◆ **Set problem**: Pull out the lines below word for word, starting with the line that contains "Locate the white ambulance" and ending with the line that contains "column 253, row 221", both included. Reproduce only that stretch of rows.

◆ **Input for this task**:
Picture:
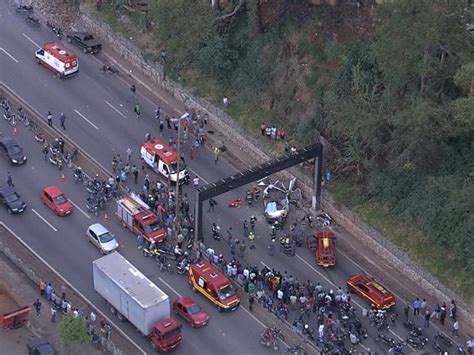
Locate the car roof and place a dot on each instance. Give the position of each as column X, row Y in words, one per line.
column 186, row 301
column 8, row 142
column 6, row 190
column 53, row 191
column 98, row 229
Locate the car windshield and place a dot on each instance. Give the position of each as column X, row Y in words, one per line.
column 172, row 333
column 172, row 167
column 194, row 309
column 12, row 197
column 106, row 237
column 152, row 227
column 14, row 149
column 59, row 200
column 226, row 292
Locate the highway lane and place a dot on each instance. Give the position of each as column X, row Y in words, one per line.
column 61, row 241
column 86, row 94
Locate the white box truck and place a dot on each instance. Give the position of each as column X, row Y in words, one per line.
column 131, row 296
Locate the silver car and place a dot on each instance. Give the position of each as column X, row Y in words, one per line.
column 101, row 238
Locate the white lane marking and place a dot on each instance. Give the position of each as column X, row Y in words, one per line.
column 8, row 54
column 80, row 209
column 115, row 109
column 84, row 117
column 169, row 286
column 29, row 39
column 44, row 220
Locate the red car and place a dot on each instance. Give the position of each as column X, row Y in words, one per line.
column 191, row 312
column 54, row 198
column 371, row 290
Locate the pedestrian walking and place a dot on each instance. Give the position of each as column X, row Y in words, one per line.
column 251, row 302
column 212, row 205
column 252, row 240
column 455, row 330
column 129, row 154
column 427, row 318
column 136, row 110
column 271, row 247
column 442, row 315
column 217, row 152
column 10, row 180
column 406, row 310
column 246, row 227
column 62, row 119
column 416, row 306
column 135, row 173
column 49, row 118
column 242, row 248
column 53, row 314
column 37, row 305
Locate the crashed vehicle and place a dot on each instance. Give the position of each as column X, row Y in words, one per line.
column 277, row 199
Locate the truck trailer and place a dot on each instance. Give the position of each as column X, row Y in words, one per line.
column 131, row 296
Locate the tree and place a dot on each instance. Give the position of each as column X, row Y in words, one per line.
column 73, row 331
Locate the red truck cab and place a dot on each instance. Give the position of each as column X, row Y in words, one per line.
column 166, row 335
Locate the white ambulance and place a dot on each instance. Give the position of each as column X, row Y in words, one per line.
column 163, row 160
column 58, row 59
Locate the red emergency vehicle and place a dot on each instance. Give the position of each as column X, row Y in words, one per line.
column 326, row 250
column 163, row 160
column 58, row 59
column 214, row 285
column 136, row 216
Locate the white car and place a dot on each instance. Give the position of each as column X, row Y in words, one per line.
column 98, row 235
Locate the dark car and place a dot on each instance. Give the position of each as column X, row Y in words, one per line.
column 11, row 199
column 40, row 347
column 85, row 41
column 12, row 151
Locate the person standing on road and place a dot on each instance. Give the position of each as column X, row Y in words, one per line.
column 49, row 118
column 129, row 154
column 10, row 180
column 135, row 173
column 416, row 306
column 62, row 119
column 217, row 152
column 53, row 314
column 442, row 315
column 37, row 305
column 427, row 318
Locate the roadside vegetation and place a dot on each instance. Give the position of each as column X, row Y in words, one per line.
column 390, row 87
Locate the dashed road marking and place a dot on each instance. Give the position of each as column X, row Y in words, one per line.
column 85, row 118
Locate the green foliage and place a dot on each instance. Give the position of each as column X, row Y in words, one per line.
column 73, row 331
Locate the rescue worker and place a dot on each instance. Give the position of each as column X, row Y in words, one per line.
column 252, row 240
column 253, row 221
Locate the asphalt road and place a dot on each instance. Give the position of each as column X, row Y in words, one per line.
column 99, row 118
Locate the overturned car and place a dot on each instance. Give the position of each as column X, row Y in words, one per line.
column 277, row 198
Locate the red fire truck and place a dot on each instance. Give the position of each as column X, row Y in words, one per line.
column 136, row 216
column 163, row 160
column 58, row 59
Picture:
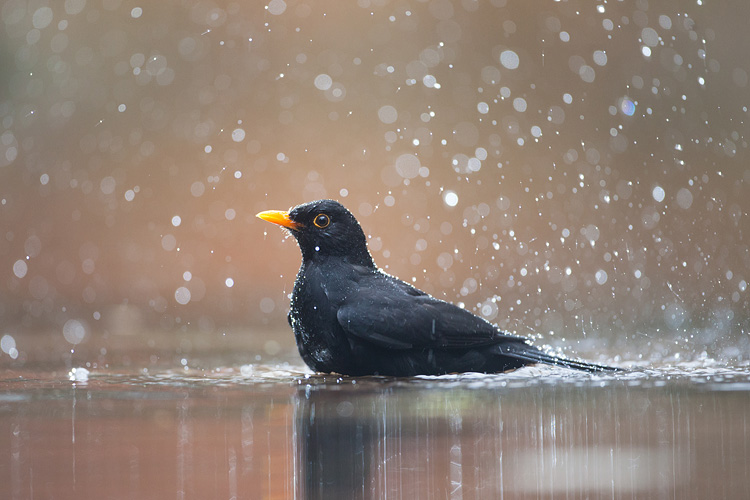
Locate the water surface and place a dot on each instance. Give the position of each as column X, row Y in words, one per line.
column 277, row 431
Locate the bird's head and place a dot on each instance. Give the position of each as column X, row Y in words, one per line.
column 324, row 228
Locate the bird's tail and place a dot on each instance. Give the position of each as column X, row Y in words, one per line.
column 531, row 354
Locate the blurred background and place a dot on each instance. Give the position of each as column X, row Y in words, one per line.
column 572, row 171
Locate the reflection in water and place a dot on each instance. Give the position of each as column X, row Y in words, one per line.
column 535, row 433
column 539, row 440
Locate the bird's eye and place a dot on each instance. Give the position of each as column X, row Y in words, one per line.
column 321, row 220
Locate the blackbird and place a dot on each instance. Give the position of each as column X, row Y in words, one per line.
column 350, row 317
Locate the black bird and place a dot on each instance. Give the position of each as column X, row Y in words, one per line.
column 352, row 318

◆ **Complete output**:
Locate the white ambulance and place a dot on each instance. Give the position of each as column X, row Y in words, one per line.
column 163, row 160
column 58, row 59
Locate the red emergency vehicle and place a dot on each instance. Give the position of each as column X, row Y in words, one per line.
column 326, row 250
column 163, row 160
column 58, row 59
column 214, row 285
column 136, row 216
Locate the white car and place a dot on each instance. Give the position of each as column X, row Y in words, one per line.
column 98, row 235
Locate the dark car and place a dot on each instance. Give the position of each as column X, row Y in words, one per line.
column 11, row 199
column 40, row 347
column 85, row 41
column 12, row 151
Locate the person standing on road and place a dot on each instance. Give the position of each as column X, row Y in words, one per line.
column 49, row 118
column 129, row 154
column 10, row 180
column 135, row 173
column 416, row 306
column 62, row 119
column 217, row 152
column 53, row 314
column 442, row 315
column 37, row 305
column 427, row 318
Locate the roadside vegetation and place a dot on each instance. Give the position of each as column X, row Y in words, one per line.
column 390, row 87
Locate the dashed road marking and place a dot on each instance. Give the position of each as column X, row Y in words, one per line.
column 85, row 118
Locate the green foliage and place a dot on each instance. Give the position of each as column X, row Y in words, one per line.
column 73, row 331
Locate the rescue worker and place a dot on each instance. Give the position of each as column X, row Y in words, one per line.
column 252, row 240
column 253, row 221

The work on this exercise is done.